EXERCISE – Print the lines of the records below verbatim, starting at the line containing "TARGET: the stone wall" and continuing through the line containing "(1073, 528)", with both of those lines included.

Records –
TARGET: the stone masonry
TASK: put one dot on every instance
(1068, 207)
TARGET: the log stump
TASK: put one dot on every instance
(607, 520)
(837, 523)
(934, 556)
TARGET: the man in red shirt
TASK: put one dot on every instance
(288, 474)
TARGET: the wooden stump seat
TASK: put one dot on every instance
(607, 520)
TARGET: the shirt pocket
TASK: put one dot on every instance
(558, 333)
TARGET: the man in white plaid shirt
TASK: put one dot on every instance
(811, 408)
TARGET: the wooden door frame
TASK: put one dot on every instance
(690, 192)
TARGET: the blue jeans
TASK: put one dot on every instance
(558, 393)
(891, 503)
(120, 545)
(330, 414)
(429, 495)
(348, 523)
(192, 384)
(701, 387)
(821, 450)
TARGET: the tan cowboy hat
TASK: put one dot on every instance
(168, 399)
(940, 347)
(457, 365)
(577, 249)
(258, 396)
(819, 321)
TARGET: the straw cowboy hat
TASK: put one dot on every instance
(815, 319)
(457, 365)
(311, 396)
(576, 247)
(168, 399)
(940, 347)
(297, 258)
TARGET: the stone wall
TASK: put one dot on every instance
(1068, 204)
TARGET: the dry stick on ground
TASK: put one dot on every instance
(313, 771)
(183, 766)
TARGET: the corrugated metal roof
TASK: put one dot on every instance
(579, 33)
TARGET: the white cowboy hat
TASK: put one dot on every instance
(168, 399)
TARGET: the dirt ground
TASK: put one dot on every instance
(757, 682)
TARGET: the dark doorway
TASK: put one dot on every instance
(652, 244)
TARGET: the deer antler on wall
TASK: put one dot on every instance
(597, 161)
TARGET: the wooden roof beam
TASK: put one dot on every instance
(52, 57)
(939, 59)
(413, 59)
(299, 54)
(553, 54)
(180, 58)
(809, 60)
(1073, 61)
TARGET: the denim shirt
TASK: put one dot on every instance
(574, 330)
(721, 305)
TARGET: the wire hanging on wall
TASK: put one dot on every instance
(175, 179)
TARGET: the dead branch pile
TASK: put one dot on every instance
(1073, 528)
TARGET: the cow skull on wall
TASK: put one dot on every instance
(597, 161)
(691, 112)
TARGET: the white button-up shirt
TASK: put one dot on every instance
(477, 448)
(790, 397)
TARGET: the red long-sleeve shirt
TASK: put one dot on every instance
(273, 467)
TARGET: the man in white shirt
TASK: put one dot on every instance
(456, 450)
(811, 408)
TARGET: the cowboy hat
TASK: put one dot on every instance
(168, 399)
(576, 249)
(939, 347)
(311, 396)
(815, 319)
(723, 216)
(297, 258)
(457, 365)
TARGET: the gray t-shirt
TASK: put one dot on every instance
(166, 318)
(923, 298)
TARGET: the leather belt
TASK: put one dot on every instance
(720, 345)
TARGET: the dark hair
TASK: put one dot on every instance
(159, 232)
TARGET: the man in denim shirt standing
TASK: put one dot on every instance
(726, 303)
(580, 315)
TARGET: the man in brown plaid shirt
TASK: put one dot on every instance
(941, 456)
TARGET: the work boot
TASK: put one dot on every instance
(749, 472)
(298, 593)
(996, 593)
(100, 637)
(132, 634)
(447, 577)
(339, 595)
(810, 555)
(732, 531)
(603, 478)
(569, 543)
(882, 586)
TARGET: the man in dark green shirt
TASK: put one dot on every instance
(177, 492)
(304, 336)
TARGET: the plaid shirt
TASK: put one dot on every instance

COMPLETE RESPONSE –
TARGET: the stone wall
TASK: put one dot on every instance
(1068, 204)
TARGET: the dry stick on ground
TASK: put one dot on every instance
(313, 771)
(183, 766)
TARGET: the corrugated metal roof
TASK: put one dot on every instance
(579, 33)
TARGET: the white cowboy hat
TASK: put one dot on every instance
(168, 399)
TARGET: the dirt ground
TASK: put one dot on every instance
(757, 682)
TARGET: the dark doorway
TASK: put one dot on every instance
(652, 244)
TARGET: the deer antler on wall
TASK: put one dot on every instance
(597, 161)
TARGET: the wooden roof beam
TASK: put one dot on every instance
(52, 57)
(939, 59)
(413, 59)
(299, 54)
(553, 54)
(180, 58)
(809, 60)
(1073, 61)
TARGET: the denim shirt
TASK: put one dot on every instance
(574, 330)
(721, 305)
TARGET: the wire hanging on wall
TASK: put one dot on every instance
(175, 179)
TARGET: the dead branch pile
TASK: put one dot on every instance
(1073, 528)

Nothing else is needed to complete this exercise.